- [Passage provided]:
Magnetic Resonance Imaging in Radiation Oncology
Dose painting for prostate cancer
The research in prostate cancer focuses on improvement of biochemical disease-free survival after radiotherapy by focal dose escalation to the tumors inside the prostate gland. We initiated the FLAME trial, a multi-center phase III randomized trial. In this study, a focal boost to the visible tumor inside the prostate to a dose of 95 Gy was given and compared to the standard treatment of 77 Gy to the prostate gland. In total 571 patients have been randomized in four institutes. The underlying hypothesis of the trial is that at a standard dose patients with high-risk disease may experience metastatic failure because of undertreatment of the primary tumor.
Toxicity results were published recently and showed no increase in toxicity in the study arm.Results of the primary endpoint, 5 year biochemical disease-free survival, will be available later in 2020.
For translation of the FLAME technique to routine clinical practice, guidelines for tumor delineation and for treatment planning are necessary. We investigated the high interobserver variability in tumor delineation and developed therefore a logistical regression model predicting the likelihood of cancer presence in a voxel-by-voxel manner. To allow rapid estimation of the achievable boost dose for individual patients, we developed a knowledge-based planning model based on the location of the tumor in the prostate relative to the surrounding anatomy.

- [Records provided]:
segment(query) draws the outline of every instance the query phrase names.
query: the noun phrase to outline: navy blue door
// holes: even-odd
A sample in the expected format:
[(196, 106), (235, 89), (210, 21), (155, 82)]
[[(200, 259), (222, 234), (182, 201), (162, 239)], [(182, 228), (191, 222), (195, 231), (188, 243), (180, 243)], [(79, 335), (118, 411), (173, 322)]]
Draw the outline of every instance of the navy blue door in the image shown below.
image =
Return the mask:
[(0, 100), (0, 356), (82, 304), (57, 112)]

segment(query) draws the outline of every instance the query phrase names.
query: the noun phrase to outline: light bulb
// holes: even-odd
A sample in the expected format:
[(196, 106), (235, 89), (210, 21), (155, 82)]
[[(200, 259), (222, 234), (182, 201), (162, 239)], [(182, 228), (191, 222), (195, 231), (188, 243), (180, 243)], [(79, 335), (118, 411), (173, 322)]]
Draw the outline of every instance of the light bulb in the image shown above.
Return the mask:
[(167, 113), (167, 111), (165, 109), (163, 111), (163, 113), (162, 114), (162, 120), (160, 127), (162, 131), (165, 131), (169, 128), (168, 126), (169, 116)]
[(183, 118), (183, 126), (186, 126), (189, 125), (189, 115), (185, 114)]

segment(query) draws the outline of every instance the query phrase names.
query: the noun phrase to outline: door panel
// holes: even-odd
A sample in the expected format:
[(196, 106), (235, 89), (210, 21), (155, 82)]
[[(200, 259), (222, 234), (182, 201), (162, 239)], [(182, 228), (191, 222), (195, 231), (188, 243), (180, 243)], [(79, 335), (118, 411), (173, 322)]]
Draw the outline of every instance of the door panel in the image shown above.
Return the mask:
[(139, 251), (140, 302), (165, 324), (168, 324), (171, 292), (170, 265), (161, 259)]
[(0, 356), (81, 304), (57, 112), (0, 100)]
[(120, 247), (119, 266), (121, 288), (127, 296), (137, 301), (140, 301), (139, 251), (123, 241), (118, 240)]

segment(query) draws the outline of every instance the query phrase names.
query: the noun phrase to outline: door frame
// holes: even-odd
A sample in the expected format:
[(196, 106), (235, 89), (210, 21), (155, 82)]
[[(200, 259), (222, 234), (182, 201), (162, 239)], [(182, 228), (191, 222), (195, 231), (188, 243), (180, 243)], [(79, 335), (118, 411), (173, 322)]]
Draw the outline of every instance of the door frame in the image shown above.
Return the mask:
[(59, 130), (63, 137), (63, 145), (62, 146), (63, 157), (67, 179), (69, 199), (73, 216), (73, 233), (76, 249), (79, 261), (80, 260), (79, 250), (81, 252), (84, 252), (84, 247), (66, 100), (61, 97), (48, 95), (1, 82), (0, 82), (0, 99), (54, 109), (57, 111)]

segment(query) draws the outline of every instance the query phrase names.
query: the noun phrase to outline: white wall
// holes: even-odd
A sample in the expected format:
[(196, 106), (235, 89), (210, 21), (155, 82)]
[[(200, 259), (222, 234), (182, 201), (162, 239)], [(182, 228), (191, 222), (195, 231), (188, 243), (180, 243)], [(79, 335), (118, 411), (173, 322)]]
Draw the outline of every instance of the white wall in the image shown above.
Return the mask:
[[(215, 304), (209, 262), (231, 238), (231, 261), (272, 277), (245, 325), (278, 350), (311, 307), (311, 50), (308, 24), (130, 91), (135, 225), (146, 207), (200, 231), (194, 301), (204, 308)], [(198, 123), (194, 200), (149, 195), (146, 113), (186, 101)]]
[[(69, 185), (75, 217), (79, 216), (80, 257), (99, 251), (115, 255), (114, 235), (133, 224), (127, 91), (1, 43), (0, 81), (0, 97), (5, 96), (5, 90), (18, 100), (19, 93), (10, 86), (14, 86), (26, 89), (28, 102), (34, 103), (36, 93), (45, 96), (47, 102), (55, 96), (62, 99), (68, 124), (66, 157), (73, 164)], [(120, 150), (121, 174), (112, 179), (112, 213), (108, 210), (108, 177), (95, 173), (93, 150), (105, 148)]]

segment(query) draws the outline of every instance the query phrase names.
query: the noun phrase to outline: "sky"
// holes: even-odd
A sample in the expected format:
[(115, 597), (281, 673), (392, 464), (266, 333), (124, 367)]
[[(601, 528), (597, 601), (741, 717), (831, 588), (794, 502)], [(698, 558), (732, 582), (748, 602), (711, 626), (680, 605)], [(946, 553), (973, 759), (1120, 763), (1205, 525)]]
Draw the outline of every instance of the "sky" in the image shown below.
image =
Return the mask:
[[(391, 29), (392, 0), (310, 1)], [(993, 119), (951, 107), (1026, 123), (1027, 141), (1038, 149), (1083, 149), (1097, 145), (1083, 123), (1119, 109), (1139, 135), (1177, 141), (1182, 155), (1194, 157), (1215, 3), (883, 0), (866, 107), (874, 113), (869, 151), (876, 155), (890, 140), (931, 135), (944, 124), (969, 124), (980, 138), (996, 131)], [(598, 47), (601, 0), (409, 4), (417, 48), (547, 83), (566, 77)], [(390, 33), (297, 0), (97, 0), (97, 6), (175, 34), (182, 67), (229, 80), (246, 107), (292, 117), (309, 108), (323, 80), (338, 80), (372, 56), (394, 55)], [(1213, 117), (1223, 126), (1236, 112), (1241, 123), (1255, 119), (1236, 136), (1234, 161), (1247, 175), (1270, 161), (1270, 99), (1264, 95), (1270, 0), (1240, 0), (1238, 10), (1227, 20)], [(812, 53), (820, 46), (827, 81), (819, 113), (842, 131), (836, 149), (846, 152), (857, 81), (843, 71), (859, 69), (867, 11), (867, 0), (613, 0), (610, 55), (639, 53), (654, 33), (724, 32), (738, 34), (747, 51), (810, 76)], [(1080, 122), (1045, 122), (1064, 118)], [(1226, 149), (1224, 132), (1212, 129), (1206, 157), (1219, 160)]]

- [What is expected]: Reproduce the full text on dose painting for prostate cancer word for word. The entries have nothing to do with this.

- [Reply]:
Magnetic Resonance Imaging in Radiation Oncology
Dose painting for prostate cancer
The research in prostate cancer focuses on improvement of biochemical disease-free survival after radiotherapy by focal dose escalation to the tumors inside the prostate gland. We initiated the FLAME trial, a multi-center phase III randomized trial. In this study, a focal boost to the visible tumor inside the prostate to a dose of 95 Gy was given and compared to the standard treatment of 77 Gy to the prostate gland. In total 571 patients have been randomized in four institutes. The underlying hypothesis of the trial is that at a standard dose patients with high-risk disease may experience metastatic failure because of undertreatment of the primary tumor.
Toxicity results were published recently and showed no increase in toxicity in the study arm.Results of the primary endpoint, 5 year biochemical disease-free survival, will be available later in 2020.
For translation of the FLAME technique to routine clinical practice, guidelines for tumor delineation and for treatment planning are necessary. We investigated the high interobserver variability in tumor delineation and developed therefore a logistical regression model predicting the likelihood of cancer presence in a voxel-by-voxel manner. To allow rapid estimation of the achievable boost dose for individual patients, we developed a knowledge-based planning model based on the location of the tumor in the prostate relative to the surrounding anatomy.